====== ESTRATTO ======

Nel nostro tempo in cui assistiamo alla diffusione di una
religiosità ambivalente, la quale propone, in contemporanea, fondamentalismi
violenti e forme disincarnate di spiritualità, spesso ridotta alla misura dei
bisogni individuali, il libro del teologo e critico letterario Brunetto
Salvarani dal titolo emblematico di “Teologia per tempi incerti” (edito da
Laterza), è il tentativo di dare una lettura teologica di questo tempo
paradossale, diviso fra la precarietà esistenziale e la ricerca di soluzioni
“forti”, identitarie e carismatiche. Una crisi che, nelle parole dell’Autore,
risiede nel «timore di coniugare identità e fragilità» (p. 168). Il rapporto
fra queste due categorie rappresenta una chiave di lettura del libro: da un
lato, l’identità come riferimento a una tradizione di fede, che attribuisce un
senso e un orizzonte all’esistenza; dall’altro, l’incertezza proveniente dal
fatto che lo sguardo credente sulla vita è oggi provocato da cambiamenti
radicali nella comprensione del mondo e dell’umano. Salvarani compie questa
analisi del nostro momento, alla luce della fede; lo fa, interrogando la
Scrittura ebraica e cristiana, non per cercarvi un rimedio all’incertezza del
presente, ma proprio per interrogarla attraverso la coscienza della fragilità,
assunta in modo maturo come condizione della libertà umana. Se un classico
della letteratura è un’opera in grado di comunicare a distanza dal proprio
contesto d’origine – è per questo che leggiamo ancora Omero e Shakespeare – la
Bibbia si conferma, a una lettura non pregiudiziale, un deposito straordinario
di esperienza umana, carico degli interrogativi di senso che da sempre
impegnano l’essere umano. Salvarani si volge alle riletture letterarie dei
personaggi e degli episodi biblici svolte da autori come Fëdor Dostoevskij,
Herman Melville, Ernest Hemingway, Isaac B. Singer, ma anche da musicisti come
Leonard Cohen e Vinicio Capossela. Va sottolineato che questa lettura culturale
della Bibbia è esattamente il contrario della separazione fra cultura e fede,
che è la chiave di volta e il comune denominatore dei vari neotradizionalismi,
cristiani, islamici, o altro. Altro lato positivo del libro è recuperare il
carattere originariamente interculturale e interreligioso della Scrittura,
tramite il confronto con le sue fonti non ebraiche. La Bibbia si rivela così
come testo dialogico nel suo stesso sorgere, frutto di una dialettica continua
fra la fede nel Dio d’Israele e la sapienza dei pagani. Salvarani segue una
linea tracciata da autori come Paolo De Benedetti e Sergio Quinzio, i quali
dalla riflessione ebraica hanno appreso un modo di leggere la Bibbia che non è
esegesi in senso tecnico, volta a stabilirne il senso univoco, ma interrogazione
appassionata, dialogo anche drammatico e conflittuale con il Dio che ci parla.

====== MATERIALE FORNITO ======

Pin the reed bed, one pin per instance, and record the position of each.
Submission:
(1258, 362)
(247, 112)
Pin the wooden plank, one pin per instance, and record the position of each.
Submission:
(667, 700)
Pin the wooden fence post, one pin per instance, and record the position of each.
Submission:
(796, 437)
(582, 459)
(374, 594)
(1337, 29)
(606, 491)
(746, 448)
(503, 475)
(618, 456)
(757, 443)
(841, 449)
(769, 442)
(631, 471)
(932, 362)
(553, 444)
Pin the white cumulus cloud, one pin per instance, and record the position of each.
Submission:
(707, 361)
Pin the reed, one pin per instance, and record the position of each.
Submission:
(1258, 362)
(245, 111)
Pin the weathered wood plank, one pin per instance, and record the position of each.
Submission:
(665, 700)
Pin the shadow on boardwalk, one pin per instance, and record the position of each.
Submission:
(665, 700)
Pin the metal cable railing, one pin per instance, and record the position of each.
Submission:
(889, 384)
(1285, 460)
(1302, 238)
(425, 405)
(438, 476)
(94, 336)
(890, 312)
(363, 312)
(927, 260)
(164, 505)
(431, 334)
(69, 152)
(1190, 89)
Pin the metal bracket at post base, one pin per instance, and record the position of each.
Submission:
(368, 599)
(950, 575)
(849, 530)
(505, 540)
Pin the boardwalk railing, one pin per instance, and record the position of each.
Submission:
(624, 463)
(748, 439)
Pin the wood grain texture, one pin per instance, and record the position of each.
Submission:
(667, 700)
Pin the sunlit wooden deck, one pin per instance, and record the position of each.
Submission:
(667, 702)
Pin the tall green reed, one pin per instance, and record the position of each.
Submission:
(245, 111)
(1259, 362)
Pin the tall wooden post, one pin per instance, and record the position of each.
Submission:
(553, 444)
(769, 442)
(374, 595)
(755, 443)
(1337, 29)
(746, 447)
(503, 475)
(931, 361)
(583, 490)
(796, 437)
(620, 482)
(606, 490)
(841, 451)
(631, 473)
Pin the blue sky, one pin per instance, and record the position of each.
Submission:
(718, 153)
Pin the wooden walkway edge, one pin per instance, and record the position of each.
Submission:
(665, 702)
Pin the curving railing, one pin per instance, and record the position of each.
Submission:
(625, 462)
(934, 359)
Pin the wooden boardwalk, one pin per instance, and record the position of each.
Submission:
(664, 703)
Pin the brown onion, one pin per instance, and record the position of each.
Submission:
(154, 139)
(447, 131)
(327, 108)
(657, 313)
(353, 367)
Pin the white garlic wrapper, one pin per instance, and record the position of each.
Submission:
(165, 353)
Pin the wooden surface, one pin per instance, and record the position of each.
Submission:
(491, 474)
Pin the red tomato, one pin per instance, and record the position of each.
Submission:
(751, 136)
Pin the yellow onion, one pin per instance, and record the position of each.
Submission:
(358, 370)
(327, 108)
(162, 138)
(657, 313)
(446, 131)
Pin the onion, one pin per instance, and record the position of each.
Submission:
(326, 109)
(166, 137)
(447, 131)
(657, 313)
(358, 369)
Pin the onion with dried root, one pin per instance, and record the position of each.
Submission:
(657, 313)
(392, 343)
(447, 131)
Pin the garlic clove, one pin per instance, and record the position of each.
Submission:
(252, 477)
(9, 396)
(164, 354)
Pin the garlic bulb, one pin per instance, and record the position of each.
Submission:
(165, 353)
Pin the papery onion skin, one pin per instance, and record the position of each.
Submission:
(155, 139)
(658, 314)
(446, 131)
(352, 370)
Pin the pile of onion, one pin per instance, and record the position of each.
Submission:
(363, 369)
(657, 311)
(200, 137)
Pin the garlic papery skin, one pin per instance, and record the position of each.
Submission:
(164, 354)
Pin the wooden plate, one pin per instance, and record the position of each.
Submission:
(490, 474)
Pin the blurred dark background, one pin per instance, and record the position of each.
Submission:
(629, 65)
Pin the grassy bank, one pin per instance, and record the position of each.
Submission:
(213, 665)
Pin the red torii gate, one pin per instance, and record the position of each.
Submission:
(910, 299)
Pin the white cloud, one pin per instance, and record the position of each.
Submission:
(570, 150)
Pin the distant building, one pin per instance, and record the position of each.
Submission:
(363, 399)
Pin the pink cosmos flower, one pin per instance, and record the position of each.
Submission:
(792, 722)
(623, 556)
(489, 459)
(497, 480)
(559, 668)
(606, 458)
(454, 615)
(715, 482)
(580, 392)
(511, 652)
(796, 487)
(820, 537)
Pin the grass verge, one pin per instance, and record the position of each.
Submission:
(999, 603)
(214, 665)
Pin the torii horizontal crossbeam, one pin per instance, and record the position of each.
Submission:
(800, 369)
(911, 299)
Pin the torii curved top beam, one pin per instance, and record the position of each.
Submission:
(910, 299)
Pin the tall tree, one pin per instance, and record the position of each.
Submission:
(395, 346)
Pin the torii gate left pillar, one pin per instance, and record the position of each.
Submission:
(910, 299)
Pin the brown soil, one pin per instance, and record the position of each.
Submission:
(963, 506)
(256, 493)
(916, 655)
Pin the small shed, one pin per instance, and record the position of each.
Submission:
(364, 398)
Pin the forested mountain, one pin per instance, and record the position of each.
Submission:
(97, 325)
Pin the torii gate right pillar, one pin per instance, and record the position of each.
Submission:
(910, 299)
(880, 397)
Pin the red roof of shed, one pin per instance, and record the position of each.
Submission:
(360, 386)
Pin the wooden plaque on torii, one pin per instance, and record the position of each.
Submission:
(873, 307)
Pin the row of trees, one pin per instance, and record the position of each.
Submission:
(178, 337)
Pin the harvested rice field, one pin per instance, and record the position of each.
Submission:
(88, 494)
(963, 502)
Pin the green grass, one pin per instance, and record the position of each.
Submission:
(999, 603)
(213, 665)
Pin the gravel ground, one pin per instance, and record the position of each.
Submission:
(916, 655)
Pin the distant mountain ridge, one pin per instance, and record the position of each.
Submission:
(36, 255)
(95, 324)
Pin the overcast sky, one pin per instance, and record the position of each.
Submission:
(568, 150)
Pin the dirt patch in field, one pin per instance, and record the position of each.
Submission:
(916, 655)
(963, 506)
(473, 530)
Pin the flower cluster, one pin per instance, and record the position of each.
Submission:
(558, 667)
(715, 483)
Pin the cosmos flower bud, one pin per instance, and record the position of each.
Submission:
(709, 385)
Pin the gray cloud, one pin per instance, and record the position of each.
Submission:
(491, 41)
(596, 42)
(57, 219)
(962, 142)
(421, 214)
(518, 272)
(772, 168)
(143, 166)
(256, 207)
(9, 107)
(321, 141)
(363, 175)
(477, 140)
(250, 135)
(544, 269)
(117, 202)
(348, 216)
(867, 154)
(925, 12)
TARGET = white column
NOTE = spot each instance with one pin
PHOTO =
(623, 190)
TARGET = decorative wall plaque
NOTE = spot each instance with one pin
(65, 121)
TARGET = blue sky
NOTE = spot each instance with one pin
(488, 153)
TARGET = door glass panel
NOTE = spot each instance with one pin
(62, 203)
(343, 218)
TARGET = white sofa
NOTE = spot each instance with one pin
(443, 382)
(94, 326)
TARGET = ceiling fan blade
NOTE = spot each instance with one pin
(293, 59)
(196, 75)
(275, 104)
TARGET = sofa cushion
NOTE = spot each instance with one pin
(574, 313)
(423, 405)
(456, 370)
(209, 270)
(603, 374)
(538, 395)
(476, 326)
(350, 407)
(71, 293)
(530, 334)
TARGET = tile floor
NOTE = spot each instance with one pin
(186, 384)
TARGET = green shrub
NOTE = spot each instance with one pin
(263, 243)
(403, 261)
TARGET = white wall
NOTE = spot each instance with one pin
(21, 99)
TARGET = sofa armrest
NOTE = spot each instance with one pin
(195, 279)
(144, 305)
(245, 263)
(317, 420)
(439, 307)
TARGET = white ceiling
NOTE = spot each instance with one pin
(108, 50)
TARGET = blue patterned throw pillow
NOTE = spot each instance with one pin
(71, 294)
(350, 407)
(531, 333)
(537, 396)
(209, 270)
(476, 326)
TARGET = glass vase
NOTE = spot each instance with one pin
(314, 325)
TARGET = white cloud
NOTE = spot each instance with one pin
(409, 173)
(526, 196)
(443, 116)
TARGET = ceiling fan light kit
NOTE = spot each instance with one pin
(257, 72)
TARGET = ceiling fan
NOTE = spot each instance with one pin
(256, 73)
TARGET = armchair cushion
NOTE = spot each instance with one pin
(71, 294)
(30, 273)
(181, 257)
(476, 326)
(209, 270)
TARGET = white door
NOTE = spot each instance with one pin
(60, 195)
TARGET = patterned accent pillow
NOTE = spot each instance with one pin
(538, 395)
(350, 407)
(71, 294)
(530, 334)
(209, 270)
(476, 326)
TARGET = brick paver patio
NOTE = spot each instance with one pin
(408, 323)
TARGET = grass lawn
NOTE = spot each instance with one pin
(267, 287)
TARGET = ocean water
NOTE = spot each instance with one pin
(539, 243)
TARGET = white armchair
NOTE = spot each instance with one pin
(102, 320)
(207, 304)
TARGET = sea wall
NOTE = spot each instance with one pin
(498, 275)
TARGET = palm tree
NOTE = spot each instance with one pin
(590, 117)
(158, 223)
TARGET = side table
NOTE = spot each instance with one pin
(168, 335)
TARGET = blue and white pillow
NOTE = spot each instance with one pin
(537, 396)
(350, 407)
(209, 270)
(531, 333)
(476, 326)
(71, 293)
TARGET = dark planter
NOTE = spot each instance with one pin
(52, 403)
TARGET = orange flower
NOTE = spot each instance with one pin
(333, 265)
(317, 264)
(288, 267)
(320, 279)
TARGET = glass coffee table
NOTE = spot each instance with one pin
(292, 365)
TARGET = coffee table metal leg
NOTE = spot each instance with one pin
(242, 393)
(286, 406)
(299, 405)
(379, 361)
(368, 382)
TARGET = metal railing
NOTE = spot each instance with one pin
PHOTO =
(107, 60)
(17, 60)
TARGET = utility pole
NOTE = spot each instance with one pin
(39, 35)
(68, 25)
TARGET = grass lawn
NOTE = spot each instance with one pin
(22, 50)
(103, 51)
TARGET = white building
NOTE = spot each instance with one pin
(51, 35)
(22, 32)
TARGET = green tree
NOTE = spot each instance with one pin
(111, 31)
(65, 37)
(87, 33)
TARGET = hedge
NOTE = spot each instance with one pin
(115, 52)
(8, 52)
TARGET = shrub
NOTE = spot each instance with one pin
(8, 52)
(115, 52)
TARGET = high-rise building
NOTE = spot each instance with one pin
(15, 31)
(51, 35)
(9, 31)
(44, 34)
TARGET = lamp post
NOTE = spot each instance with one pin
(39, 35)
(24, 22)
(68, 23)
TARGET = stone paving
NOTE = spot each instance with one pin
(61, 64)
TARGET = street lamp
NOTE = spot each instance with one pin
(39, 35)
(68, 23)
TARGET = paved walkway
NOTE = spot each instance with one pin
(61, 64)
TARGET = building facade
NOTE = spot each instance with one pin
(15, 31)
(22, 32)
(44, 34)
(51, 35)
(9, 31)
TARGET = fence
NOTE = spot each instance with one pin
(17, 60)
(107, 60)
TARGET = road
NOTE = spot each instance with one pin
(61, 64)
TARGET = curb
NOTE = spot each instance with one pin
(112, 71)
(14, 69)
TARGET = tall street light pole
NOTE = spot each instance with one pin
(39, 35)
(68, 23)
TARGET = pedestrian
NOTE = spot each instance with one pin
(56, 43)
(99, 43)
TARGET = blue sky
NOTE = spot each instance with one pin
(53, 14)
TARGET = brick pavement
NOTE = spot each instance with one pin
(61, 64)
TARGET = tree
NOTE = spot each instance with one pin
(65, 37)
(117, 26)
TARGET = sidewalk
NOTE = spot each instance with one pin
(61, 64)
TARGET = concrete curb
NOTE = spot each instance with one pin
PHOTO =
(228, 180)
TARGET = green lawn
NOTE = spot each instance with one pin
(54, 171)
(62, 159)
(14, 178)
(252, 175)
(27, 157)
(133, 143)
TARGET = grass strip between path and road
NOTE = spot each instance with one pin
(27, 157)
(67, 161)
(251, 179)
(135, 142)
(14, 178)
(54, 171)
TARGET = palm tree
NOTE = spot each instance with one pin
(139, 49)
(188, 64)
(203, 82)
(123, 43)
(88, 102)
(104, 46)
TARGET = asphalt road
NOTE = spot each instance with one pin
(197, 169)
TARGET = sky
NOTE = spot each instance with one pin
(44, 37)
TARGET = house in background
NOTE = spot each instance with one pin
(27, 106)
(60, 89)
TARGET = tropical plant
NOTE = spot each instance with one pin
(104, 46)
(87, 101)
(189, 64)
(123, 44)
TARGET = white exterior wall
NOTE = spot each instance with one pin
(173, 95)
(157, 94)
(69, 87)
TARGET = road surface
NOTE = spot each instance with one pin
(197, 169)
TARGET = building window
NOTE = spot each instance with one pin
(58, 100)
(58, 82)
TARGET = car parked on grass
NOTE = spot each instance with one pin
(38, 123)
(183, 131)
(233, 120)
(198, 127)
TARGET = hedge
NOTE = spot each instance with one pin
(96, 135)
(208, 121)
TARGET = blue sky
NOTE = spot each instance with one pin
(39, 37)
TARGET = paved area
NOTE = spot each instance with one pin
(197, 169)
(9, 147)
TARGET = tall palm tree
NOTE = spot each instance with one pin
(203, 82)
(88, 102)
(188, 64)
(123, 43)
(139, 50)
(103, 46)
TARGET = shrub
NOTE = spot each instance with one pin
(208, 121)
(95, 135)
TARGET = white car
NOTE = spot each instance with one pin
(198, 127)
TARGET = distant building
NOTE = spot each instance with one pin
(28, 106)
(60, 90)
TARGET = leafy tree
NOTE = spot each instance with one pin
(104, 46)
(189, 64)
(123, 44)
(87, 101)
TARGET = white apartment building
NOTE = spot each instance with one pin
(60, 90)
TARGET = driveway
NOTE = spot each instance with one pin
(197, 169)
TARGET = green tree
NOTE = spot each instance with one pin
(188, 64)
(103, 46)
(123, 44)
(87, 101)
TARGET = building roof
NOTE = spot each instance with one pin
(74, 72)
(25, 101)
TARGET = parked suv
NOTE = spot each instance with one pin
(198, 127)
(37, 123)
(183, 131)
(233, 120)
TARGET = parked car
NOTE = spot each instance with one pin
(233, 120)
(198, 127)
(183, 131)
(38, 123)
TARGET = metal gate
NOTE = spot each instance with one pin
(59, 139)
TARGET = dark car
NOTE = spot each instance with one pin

======

> [SCOPO DELL'ESERCIZIO]:
In base all'estratto, spiega in una o due frasi perché ancora oggi si leggono Omero e Shakespeare. I record non hanno alcuna attinenza con l'estratto.

> [RISULTATO PRODOTTO]:
Perché sono classici, cioè opere in grado di comunicare anche a distanza dal proprio contesto d'origine.